Ron Hoffman and I were longtime friends, but I know I exasperated him the first time we met, which was sometime in the summer of 1967 at the Library of Congress Manuscript Division. He was finishing up research for his dissertation on the Revolution in Maryland. I was in the middle of my dissertation research on the loyalist exiles of the Revolution, just starting to tackle the library’s hundreds of reels of microfilm that document the work of the Loyalist Claims Commission, which met in London from 1782-1788. In addition, I was reading some original manuscripts in the library—for example, the papers of John Singleton Copley.

In those days at the Manuscript Division one signed in at the front desk and revealed on a form accessible to all researchers what topic one was working on. Either I sought out Ron in the reading room based on how he described his topic, or he did the same with me. So how did I exasperate him? I recall telling him I didn’t see how he could write about Maryland in the Revolution without looking at loyal Maryland exiles’ claims to the British government after the war. He was not pleased to hear that; I got the sense that he thought he had finished his research and was ready to write. (Indeed, I don’t think he followed my advice.)

Over the years we cultivated our friendship at numerous AHA and OAH conventions, and at the Institute’s parties, always a welcome part of those annual meetings as far as I was concerned. When he began to organize the U.S. Capitol Historical Commission’s scholarly meetings related to the bicentennial, he recruited me to participate in two: the one on women and the one on African Americans. For the latter, Ron put me together with Herb Gutman and Ira Berlin. The three of us wrote an article on African American families during the Revolution: I contributed my evidence on Jefferson’s enslaved families, Herb his analysis of the records of a Louisiana plantation, and Ira melded the two parts together. They made me the first named author, because the funding for the conference came from N.E.H., and I was on the N.E.H. council at the time, so I could not be paid, whereas they both received honoraria.

I was pleased when Ron was named to succeed Thad Tate as head of the Institute, and enjoyed the parties even more subsequently, because he always found creative sites for them. He also of course began the annual conferences, which have been so important in bringing older and younger scholars together. I served two terms on the council, once prior to his tenure and once (as chair) afterwards. In that role, I was pleased to work closely with Ron for the first time in our careers, and I gained even more appreciation him as a leader and chief fundraiser for the Institute. (He of course was the one who obtained funding from Malvern Omohundro.) I don’t think I ever exasperated him in that role.

But I did so once more when several of my students decided to organize a conference in my honor in September 2012. Ron and Sally came, but Ron was astonished to discover the conference did not mark my retirement. I recall several incredulous questions from him along the lines of, “you mean you aren’t retiring yet?” It seemed clear to me that he wouldn’t have attended had he not thought it was a retirement celebration. Even so, he acquired one of the T-shirts my students produced (logo: “I’m one of Liberty’s Daughters [and Sons]”) and later told me that he wore it regularly while jogging.

Despite his serious illness, I was glad to be able to see Ron (and say goodbye) during the conference in Williamsburg this past June. Now I’m retiring at last in December, and I’m sorry I can’t tell him that in person. And laugh with him about it at a party.

### SUPPLIED ENTRIES

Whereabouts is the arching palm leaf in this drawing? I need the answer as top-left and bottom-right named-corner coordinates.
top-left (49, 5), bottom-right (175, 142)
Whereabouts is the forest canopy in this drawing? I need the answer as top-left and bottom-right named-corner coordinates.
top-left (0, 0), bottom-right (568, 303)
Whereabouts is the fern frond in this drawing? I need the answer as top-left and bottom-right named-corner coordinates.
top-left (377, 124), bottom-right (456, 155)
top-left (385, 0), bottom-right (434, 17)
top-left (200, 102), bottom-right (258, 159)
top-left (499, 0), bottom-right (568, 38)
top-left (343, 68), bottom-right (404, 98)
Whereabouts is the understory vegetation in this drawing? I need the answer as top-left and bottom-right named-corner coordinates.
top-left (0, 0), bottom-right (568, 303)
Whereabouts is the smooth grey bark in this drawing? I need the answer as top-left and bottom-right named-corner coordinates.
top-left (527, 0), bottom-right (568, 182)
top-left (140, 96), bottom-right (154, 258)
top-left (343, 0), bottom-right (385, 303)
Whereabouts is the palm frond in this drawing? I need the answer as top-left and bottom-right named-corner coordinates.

### DO THIS
Decide whether each statement agrees with the remembrance of Ron Hoffman, answering yes or no and quoting the words of the remembrance that settle it. (a) The writer first met Ron Hoffman at the Library of Congress Manuscript Division in the summer of 1967. (b) The writer was paid an honorarium for the article on African American families during the Revolution. (c) The conference organized by the writer's students in September 2012 marked the writer's retirement. The items play no part in this work.

### IN RESPONSE
(a) Yes: "sometime in the summer of 1967 at the Library of Congress Manuscript Division"
(b) No: "I was on the N.E.H. council at the time, so I could not be paid, whereas they both received honoraria."
(c) No: "Ron was astonished to discover the conference did not mark my retirement."